(Items taken from a data source):
:::::
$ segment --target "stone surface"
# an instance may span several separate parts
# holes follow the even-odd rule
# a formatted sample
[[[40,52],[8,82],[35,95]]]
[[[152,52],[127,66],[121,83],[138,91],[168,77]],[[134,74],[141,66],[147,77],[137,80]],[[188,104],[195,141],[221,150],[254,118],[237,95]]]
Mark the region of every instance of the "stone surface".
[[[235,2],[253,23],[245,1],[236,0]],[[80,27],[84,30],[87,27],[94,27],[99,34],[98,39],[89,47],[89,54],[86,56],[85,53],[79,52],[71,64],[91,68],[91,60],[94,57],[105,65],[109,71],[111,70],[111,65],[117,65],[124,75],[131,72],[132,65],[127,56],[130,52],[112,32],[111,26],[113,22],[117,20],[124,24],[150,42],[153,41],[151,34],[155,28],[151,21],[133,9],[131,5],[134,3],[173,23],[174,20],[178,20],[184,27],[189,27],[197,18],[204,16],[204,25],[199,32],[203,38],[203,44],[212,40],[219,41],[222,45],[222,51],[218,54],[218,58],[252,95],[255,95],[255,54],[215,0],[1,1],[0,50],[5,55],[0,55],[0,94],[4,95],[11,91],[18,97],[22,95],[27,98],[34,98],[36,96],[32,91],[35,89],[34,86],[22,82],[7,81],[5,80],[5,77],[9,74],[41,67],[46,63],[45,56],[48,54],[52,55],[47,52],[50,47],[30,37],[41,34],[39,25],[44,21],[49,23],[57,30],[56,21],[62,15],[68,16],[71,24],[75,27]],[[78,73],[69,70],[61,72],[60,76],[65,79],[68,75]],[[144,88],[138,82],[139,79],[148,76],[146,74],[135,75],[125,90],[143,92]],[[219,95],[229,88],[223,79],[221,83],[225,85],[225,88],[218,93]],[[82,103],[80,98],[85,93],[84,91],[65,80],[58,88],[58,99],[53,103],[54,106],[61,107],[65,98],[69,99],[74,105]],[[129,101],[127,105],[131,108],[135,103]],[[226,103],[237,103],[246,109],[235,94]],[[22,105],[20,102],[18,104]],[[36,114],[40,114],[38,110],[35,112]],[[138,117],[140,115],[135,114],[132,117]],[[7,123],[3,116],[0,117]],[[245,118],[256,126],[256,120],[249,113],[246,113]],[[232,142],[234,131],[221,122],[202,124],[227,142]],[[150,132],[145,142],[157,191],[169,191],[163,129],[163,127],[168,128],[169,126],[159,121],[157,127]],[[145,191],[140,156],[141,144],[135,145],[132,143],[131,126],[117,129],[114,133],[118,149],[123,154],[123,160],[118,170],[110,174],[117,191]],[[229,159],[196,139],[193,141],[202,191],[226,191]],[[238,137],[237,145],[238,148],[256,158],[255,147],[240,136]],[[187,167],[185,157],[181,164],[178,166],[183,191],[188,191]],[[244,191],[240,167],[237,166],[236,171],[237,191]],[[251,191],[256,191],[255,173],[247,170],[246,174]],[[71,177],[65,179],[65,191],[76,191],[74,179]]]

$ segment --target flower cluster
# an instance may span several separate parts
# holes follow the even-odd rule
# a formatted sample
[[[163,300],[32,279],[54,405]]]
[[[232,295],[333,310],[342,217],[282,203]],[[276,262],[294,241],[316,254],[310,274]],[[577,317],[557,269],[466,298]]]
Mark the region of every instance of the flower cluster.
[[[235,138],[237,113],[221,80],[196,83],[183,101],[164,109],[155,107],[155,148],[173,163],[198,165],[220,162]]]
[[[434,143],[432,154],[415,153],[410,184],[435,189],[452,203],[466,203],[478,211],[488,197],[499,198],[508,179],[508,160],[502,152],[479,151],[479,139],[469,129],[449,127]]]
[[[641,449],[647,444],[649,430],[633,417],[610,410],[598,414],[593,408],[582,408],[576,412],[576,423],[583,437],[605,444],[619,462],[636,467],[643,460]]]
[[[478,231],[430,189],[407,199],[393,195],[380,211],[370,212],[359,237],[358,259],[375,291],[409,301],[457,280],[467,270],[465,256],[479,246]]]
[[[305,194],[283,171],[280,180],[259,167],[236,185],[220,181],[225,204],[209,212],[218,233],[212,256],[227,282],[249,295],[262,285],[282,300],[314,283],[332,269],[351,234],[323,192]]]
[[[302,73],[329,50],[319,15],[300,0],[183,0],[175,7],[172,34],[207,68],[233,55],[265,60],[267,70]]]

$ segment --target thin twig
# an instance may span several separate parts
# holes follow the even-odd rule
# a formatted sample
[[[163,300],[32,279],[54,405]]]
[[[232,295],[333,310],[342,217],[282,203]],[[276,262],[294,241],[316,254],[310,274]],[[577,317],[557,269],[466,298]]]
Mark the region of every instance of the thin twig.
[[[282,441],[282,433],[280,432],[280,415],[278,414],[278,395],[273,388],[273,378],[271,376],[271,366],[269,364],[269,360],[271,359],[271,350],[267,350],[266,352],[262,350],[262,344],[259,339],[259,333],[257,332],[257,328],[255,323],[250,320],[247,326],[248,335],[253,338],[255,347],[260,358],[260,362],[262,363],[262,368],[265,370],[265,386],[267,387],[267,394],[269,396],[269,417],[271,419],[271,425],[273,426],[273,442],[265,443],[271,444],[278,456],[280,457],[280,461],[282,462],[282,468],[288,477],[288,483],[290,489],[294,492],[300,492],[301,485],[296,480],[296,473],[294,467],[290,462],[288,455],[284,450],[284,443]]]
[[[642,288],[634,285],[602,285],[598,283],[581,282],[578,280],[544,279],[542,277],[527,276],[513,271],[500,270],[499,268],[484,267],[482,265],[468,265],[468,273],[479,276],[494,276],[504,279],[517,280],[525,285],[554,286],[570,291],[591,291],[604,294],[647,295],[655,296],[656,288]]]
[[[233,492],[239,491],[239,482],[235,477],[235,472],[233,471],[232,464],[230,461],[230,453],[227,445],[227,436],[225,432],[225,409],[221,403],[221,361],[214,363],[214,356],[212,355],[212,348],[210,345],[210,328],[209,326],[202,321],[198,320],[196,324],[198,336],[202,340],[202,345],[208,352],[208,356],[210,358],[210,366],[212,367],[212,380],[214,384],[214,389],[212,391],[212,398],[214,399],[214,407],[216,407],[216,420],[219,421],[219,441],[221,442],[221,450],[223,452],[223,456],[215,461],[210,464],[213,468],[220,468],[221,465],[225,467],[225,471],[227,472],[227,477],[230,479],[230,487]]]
:::::
(Required task):
Quote every line of all the records above word for word, changing nothing.

(Answer below):
$ segment --target "stone surface"
# an instance may span several separate parts
# holes follow the even-odd rule
# a formatted sample
[[[40,52],[8,82],[35,95]]]
[[[152,52],[127,66],[121,83],[138,91],[168,77]],[[134,74],[141,66],[147,77],[137,80]],[[188,104],[195,141],[221,150],[254,118],[237,95]]]
Mark the region of every instance of the "stone surface".
[[[235,2],[253,23],[245,1],[236,0]],[[80,27],[84,30],[87,27],[94,27],[99,34],[98,39],[89,47],[89,54],[86,56],[85,53],[79,52],[71,64],[91,68],[91,60],[94,57],[105,65],[109,71],[111,70],[111,65],[117,65],[124,75],[131,72],[132,65],[127,56],[130,52],[112,32],[111,26],[113,22],[117,20],[124,24],[150,42],[153,41],[151,34],[155,28],[151,21],[133,9],[131,5],[134,3],[173,23],[174,20],[178,20],[184,27],[189,27],[197,18],[204,16],[204,25],[199,32],[203,38],[203,44],[212,40],[219,41],[222,45],[222,51],[218,54],[218,58],[252,95],[255,95],[255,54],[215,0],[1,1],[0,50],[5,55],[0,55],[0,94],[4,95],[11,91],[18,97],[22,95],[27,98],[34,98],[36,96],[32,91],[35,89],[34,86],[22,82],[7,81],[5,80],[5,77],[9,74],[41,67],[46,63],[45,56],[48,54],[52,55],[47,52],[50,47],[30,37],[41,34],[39,25],[44,21],[49,23],[57,30],[56,21],[62,15],[68,16],[71,24],[75,27]],[[78,73],[69,70],[61,72],[60,76],[65,79],[68,75]],[[144,88],[138,82],[139,79],[148,76],[146,74],[135,75],[125,90],[143,92]],[[219,95],[229,88],[223,79],[221,83],[225,85],[225,88],[218,93]],[[82,103],[80,98],[85,93],[84,91],[65,80],[58,88],[58,99],[53,103],[54,106],[61,107],[65,98],[69,99],[74,105]],[[129,101],[127,105],[131,108],[135,103]],[[226,103],[237,103],[246,109],[235,94]],[[22,105],[20,102],[18,104]],[[36,114],[40,114],[38,110],[35,112]],[[138,117],[140,115],[135,114],[132,117]],[[7,123],[3,116],[0,117]],[[245,118],[256,126],[256,120],[249,113],[246,113]],[[232,142],[234,131],[221,122],[202,124],[227,142]],[[150,132],[145,142],[157,191],[169,191],[163,129],[163,127],[168,128],[169,126],[159,121],[157,127]],[[145,191],[140,156],[141,144],[135,145],[132,143],[131,126],[117,129],[114,133],[118,149],[123,154],[123,160],[118,170],[110,174],[117,191]],[[229,159],[196,139],[193,141],[202,191],[226,191]],[[238,137],[237,145],[238,148],[256,158],[255,147],[240,136]],[[187,167],[185,157],[181,164],[178,166],[183,191],[188,191]],[[244,191],[240,167],[237,166],[236,171],[237,191]],[[251,191],[256,191],[255,173],[247,170],[246,174]],[[71,177],[65,179],[65,191],[76,191],[74,179]]]

$ segment --target flower cluster
# an instance may span several separate parts
# holes follow the even-odd rule
# a formatted sample
[[[163,300],[32,279],[54,405]]]
[[[232,295],[333,310],[342,217],[282,203]],[[276,262],[294,241],[316,254],[310,274]],[[577,317],[557,269],[466,298]]]
Mark the region of every instance of the flower cluster.
[[[235,138],[237,113],[221,80],[196,83],[183,101],[164,109],[155,107],[155,148],[173,163],[198,165],[220,162]]]
[[[434,143],[432,154],[415,153],[410,184],[435,189],[452,203],[466,203],[478,211],[488,197],[499,198],[508,179],[508,160],[502,152],[479,151],[479,139],[469,129],[449,127]]]
[[[641,449],[647,444],[649,430],[633,417],[610,410],[598,414],[593,408],[582,408],[576,412],[576,423],[583,437],[605,444],[619,462],[636,467],[643,460]]]
[[[478,231],[430,189],[407,199],[393,195],[380,211],[370,212],[359,237],[358,259],[375,291],[409,301],[457,280],[467,270],[465,256],[479,246]]]
[[[305,194],[283,171],[280,180],[259,167],[236,185],[220,181],[225,204],[209,212],[218,233],[212,256],[227,282],[249,295],[262,285],[282,300],[314,283],[332,269],[351,234],[323,192]]]
[[[302,73],[329,50],[319,15],[300,0],[183,0],[175,7],[172,34],[207,68],[233,55],[265,60],[267,70]]]

$ segment --target thin twig
# an instance may span several separate parts
# holes follow the even-odd rule
# a formatted sample
[[[163,300],[32,279],[54,405]]]
[[[232,295],[333,310],[342,217],[282,203]],[[276,262],[294,241],[316,254],[310,274]],[[577,317],[557,269],[466,298]]]
Mark the region of every instance of the thin twig.
[[[282,441],[282,433],[280,432],[280,415],[278,414],[278,395],[273,388],[273,378],[271,376],[271,366],[269,364],[269,360],[271,359],[271,350],[267,350],[266,352],[262,350],[262,344],[259,339],[259,333],[257,332],[257,328],[255,323],[250,320],[247,326],[248,335],[253,338],[255,347],[260,358],[260,362],[262,363],[262,368],[265,370],[265,386],[267,387],[267,394],[269,396],[269,417],[271,419],[271,425],[273,426],[273,442],[265,443],[271,444],[278,456],[280,457],[280,461],[282,462],[282,468],[288,477],[288,483],[290,489],[294,492],[300,492],[301,485],[296,480],[296,473],[294,467],[290,462],[288,455],[284,450],[284,443]]]
[[[642,288],[634,285],[602,285],[598,283],[581,282],[578,280],[544,279],[542,277],[527,276],[513,271],[500,270],[499,268],[484,267],[482,265],[468,265],[468,273],[479,276],[494,276],[504,279],[517,280],[525,285],[554,286],[570,291],[591,291],[604,294],[647,295],[655,296],[656,288]]]
[[[233,492],[239,491],[239,482],[235,477],[235,472],[233,471],[232,464],[230,461],[230,453],[227,445],[227,436],[225,432],[225,409],[221,403],[221,361],[214,363],[214,356],[212,355],[212,348],[210,345],[210,328],[209,326],[202,321],[198,320],[196,324],[198,336],[202,340],[202,345],[208,352],[208,356],[210,358],[210,366],[212,367],[212,380],[214,384],[214,389],[212,391],[212,398],[214,399],[214,407],[216,407],[216,420],[219,421],[219,441],[221,442],[221,450],[223,452],[223,456],[215,461],[210,464],[213,468],[220,468],[221,465],[225,467],[225,471],[227,472],[227,477],[230,479],[230,487]]]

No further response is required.